## [Work to be completed]
Count how many of the lines below contain the string "pillow", and give only that number.

┏━━

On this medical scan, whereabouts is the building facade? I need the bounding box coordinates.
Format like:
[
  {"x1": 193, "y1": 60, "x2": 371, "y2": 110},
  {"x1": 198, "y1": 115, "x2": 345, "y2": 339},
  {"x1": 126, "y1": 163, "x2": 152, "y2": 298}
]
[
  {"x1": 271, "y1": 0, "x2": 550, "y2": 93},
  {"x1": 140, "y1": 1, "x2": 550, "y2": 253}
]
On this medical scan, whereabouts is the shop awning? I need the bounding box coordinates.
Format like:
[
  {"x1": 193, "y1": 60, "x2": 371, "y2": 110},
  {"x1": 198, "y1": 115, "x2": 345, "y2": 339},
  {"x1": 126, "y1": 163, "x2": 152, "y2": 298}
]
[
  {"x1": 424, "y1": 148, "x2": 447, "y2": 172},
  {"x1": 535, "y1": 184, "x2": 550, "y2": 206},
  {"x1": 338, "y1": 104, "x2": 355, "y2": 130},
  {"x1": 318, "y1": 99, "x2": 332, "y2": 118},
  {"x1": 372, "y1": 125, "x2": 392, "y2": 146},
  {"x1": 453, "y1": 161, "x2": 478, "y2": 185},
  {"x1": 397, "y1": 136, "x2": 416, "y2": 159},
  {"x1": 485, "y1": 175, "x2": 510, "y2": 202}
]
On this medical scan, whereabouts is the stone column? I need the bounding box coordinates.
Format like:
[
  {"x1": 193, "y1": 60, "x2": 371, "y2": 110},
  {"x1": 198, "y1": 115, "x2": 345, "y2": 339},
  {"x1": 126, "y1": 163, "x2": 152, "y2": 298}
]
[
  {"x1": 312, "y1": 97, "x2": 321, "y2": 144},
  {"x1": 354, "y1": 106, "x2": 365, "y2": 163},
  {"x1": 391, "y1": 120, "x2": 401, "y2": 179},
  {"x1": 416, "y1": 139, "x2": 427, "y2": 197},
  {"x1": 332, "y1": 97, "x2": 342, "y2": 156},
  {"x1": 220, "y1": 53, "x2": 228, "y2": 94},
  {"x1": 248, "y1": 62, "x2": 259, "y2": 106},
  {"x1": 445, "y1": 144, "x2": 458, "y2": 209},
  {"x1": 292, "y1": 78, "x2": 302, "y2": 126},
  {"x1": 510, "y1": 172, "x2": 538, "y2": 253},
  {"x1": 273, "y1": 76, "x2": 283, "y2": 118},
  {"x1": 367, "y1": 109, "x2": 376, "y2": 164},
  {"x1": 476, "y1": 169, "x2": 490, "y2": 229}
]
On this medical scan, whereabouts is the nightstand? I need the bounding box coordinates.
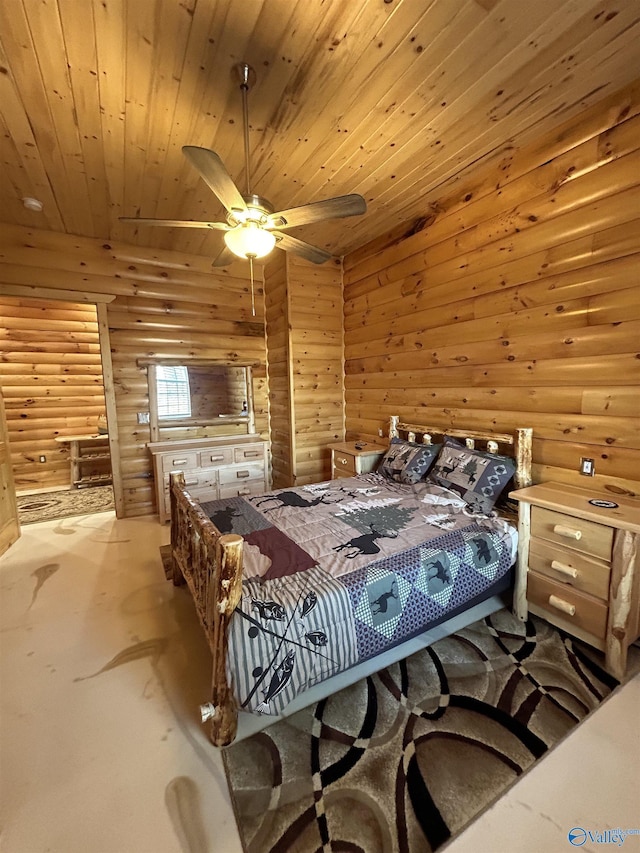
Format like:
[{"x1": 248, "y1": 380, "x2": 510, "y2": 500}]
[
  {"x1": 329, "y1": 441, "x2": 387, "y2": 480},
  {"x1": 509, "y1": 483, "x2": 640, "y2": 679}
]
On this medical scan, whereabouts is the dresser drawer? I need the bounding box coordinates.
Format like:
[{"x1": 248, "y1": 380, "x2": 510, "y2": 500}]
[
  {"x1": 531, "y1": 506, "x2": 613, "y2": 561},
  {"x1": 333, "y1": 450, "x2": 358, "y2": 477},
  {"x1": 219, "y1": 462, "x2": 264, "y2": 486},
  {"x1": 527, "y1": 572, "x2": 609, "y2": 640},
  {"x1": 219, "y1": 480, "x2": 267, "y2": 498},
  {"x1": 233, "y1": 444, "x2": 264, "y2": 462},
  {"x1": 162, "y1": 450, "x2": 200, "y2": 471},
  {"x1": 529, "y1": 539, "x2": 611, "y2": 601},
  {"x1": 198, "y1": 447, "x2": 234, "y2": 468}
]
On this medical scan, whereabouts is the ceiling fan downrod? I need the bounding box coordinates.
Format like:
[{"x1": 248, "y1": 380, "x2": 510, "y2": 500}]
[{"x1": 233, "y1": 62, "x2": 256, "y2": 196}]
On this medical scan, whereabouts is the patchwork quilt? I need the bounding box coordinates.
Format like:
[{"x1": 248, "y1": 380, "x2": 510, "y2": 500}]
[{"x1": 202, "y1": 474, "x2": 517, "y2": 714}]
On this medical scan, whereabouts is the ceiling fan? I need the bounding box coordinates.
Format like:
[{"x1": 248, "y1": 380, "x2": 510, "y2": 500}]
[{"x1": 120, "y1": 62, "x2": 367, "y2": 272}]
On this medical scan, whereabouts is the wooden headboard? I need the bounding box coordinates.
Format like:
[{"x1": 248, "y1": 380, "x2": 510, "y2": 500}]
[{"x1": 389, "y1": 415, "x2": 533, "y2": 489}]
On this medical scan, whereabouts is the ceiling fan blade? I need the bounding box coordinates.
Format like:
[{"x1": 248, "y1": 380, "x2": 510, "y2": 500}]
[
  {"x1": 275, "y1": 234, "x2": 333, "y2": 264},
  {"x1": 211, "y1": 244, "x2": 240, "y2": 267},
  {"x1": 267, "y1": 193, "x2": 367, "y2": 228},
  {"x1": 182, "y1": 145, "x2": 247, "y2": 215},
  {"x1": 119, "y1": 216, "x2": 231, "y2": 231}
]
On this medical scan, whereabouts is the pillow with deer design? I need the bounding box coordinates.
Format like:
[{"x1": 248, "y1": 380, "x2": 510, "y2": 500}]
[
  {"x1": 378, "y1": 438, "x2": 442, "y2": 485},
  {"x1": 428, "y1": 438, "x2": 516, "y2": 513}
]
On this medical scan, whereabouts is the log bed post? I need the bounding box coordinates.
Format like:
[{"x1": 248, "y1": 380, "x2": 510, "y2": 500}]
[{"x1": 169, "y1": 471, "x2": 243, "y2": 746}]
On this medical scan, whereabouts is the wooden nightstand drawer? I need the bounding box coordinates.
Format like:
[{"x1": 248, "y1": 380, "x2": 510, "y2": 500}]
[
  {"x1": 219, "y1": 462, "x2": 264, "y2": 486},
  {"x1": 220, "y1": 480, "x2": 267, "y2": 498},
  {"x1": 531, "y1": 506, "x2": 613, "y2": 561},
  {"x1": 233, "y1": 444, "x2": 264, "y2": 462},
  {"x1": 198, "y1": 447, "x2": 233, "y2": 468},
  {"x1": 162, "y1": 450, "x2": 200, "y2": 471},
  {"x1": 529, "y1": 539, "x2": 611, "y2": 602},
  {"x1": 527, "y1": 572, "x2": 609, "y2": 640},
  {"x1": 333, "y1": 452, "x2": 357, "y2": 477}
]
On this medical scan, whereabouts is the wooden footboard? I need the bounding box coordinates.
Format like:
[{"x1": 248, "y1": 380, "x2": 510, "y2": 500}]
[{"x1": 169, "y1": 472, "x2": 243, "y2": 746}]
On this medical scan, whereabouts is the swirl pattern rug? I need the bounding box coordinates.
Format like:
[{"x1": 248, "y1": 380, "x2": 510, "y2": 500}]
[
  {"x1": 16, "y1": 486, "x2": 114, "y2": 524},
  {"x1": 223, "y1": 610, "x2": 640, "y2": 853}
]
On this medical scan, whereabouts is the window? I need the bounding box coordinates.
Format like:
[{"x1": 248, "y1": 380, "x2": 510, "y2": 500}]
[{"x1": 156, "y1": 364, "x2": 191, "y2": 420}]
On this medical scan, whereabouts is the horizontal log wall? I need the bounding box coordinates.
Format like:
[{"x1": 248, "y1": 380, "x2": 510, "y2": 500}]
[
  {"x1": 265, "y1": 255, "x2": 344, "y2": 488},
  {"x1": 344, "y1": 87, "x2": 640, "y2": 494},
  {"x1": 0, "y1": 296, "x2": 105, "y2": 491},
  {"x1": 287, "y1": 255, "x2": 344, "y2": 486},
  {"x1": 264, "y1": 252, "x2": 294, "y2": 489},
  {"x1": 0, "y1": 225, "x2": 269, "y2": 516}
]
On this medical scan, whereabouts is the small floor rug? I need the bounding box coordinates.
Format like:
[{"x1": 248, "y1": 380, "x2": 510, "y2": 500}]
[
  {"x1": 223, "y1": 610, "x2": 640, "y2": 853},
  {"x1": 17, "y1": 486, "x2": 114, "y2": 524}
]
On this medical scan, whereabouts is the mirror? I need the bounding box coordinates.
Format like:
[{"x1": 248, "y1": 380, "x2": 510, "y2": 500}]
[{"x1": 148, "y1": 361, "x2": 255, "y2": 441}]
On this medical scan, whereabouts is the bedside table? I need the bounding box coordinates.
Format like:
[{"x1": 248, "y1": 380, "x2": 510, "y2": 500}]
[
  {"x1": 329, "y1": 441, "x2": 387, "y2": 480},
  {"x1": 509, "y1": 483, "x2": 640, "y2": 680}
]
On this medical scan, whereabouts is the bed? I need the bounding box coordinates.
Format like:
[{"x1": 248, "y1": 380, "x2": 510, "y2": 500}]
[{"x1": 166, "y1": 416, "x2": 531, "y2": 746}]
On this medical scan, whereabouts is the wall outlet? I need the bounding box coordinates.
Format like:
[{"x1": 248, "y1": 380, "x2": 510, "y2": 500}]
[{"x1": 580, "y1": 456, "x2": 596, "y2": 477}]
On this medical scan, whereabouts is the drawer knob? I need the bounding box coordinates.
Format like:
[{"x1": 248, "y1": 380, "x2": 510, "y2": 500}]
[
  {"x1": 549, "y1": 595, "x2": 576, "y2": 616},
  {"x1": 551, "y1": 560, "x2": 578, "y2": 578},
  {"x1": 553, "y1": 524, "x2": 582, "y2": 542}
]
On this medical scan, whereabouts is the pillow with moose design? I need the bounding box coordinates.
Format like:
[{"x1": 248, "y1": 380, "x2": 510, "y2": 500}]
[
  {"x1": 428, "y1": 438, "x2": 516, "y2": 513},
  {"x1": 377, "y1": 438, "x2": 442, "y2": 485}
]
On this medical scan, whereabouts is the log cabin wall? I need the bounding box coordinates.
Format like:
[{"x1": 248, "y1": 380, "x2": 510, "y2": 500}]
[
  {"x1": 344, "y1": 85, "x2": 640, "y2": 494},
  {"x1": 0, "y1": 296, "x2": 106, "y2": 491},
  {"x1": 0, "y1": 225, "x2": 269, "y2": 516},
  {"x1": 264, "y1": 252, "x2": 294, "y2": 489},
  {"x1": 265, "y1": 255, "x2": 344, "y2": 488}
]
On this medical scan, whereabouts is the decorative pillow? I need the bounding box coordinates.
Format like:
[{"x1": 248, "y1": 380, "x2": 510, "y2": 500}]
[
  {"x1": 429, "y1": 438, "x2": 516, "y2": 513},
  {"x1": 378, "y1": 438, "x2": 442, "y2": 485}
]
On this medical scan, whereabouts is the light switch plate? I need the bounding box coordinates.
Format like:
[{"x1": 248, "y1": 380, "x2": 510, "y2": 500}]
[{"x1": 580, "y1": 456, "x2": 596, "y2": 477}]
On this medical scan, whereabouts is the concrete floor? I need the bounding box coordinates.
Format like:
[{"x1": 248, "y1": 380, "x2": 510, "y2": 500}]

┗━━

## [Full answer]
3